→ TRECHO DO DOCUMENTO
________________________

PARECER nº:

MPTC/5423/2011

PROCESSO nº:

PCP 11/00096571    

ORIGEM:

Prefeitura Municipal de Navegantes

RESPONSÁVEL:

Roberto Carlos de Souza

ASSUNTO:

Prestação de Contas do Prefeito - Exercício de 2010

 

01. DO RELATÓRIO

O presente processo refere-se a Prestação de Contas do Prefeito Municipal de Navegantes, relativa ao exercício de 2010, prestadas em cumprimento ao disposto no Artigo 51 da Lei Complementar nº. 202/2000.

 

02. DA INSTRUÇÃO

A análise das contas pelo corpo Técnico da Diretoria de Controle dos Municípios - DMU abrange o Balanço Anual do exercício financeiro de 2010, bem como as informações dos registros contábeis e de execução orçamentária, enviadas por meio informatizado.

________________________

→ TAREFA PROPOSTA 1
Substitua "response" por "result" em todas as linhas de dados abaixo e reproduza-as sem nenhuma outra alteração. Deixe as imagens de fora da resposta.

________________________

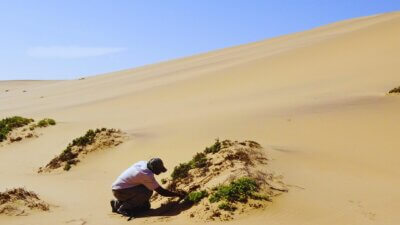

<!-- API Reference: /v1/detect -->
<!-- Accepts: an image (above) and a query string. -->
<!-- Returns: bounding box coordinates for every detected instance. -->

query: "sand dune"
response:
[0,12,400,225]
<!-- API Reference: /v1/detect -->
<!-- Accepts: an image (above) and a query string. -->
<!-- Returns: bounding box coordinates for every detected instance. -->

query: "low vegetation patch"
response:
[0,188,49,216]
[152,139,288,221]
[37,118,56,127]
[389,86,400,94]
[38,128,124,173]
[185,190,208,203]
[0,116,34,142]
[171,152,207,180]
[210,177,259,203]
[0,116,56,143]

________________________

→ TAREFA PROPOSTA 2
Transcreva do parecer sobre as contas de Navegantes o trecho entre "02. DA INSTRUÇÃO" e "por meio informatizado.", inclusive.

→ RESPOSTA RESOLVIDA 1
<!-- API Reference: /v1/detect -->
<!-- Accepts: an image (above) and a query string. -->
<!-- Returns: bounding box coordinates for every detected instance. -->

query: "sand dune"
result:
[0,12,400,225]
<!-- API Reference: /v1/detect -->
<!-- Accepts: an image (above) and a query string. -->
<!-- Returns: bounding box coordinates for every detected instance. -->

query: "low vegetation patch"
result:
[0,188,49,216]
[152,139,288,221]
[37,118,56,127]
[389,86,400,94]
[38,128,124,173]
[185,190,208,203]
[0,116,34,142]
[171,152,207,180]
[210,177,259,203]
[0,116,56,143]

→ RESPOSTA RESOLVIDA 2
02. DA INSTRUÇÃO

A análise das contas pelo corpo Técnico da Diretoria de Controle dos Municípios - DMU abrange o Balanço Anual do exercício financeiro de 2010, bem como as informações dos registros contábeis e de execução orçamentária, enviadas por meio informatizado.